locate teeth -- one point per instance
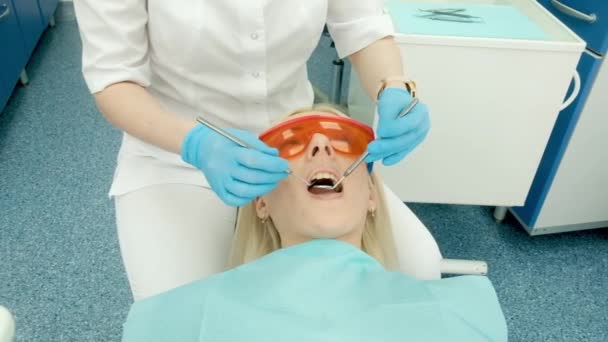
(324, 175)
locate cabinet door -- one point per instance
(12, 53)
(28, 14)
(579, 192)
(556, 146)
(47, 8)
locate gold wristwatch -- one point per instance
(409, 85)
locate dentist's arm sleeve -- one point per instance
(355, 24)
(114, 42)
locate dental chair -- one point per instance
(7, 325)
(417, 251)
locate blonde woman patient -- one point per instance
(310, 263)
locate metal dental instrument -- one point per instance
(239, 142)
(357, 162)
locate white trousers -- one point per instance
(172, 234)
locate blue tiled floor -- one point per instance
(60, 268)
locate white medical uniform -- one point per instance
(241, 64)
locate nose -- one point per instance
(319, 145)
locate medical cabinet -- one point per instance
(22, 22)
(494, 88)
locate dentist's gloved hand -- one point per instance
(236, 174)
(396, 137)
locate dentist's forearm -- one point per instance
(379, 60)
(131, 108)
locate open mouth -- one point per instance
(323, 183)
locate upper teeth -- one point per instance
(322, 175)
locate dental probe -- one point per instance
(238, 142)
(357, 162)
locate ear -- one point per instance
(261, 207)
(373, 195)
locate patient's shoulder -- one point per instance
(471, 299)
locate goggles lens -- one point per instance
(346, 136)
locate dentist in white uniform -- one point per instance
(154, 65)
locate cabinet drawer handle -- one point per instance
(589, 18)
(6, 10)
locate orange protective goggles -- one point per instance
(346, 135)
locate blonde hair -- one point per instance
(254, 238)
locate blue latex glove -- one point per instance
(397, 137)
(236, 174)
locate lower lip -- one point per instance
(327, 196)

....

• [ASSIGNED TASK]
Exactly the lines from the one containing "locate blue latex" through the last line of the material above are to be returned, with nothing else.

• [YOUR RESPONSE]
locate blue latex glove -- one point per instance
(397, 137)
(236, 174)
locate lower lip -- one point per instance
(327, 196)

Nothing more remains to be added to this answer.